» Written instruction
Copy the listing from the line containing "query | artificial green plant" through the end of the listing, both ends included, replacing "saucer" with "plate" and changing nothing else.

» Material supplied
▼

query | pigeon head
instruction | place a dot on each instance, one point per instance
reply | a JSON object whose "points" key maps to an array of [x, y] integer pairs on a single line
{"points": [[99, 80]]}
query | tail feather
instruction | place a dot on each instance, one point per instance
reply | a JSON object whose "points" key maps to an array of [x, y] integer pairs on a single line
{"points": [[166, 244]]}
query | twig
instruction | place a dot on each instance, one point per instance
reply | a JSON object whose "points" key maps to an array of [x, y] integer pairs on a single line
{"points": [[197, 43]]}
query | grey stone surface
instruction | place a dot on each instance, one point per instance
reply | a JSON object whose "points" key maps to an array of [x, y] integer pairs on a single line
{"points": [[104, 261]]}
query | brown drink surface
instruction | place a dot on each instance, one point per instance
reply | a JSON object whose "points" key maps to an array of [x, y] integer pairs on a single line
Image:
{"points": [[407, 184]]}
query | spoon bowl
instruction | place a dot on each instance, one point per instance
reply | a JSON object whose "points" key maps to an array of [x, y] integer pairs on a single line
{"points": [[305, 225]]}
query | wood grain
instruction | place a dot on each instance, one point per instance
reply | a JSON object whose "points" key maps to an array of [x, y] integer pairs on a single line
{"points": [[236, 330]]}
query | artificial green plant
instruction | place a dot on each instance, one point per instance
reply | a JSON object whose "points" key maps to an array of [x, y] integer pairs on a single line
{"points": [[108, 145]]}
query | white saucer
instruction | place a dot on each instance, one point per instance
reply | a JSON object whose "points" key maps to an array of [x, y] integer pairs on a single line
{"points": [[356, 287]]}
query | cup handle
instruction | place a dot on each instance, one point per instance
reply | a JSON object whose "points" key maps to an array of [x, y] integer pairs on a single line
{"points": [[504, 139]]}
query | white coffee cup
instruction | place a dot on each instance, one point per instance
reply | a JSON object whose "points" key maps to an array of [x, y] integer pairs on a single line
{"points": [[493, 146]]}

▲

» Full output
query | artificial green plant
instruction | place a dot on each instance, one point per instance
reply | a JSON object whose "points" key maps to an array of [x, y] integer pairs on a single line
{"points": [[108, 145]]}
query | white plate
instruction | place a dot on each instance, one point per instance
reply | a JSON object whose "points" key maps to an array of [x, y] integer pairs on a single line
{"points": [[356, 287]]}
query | cup handle
instruction | place a dot on each instance, one point per instance
reply | a JSON object whose "points" key maps to an array of [x, y] integer pairs on a single line
{"points": [[504, 139]]}
query | white coffee cup
instruction | place a dot on each instance, one point per instance
reply | a JSON object whose "points" key maps to an array of [x, y] integer pairs on a single line
{"points": [[493, 146]]}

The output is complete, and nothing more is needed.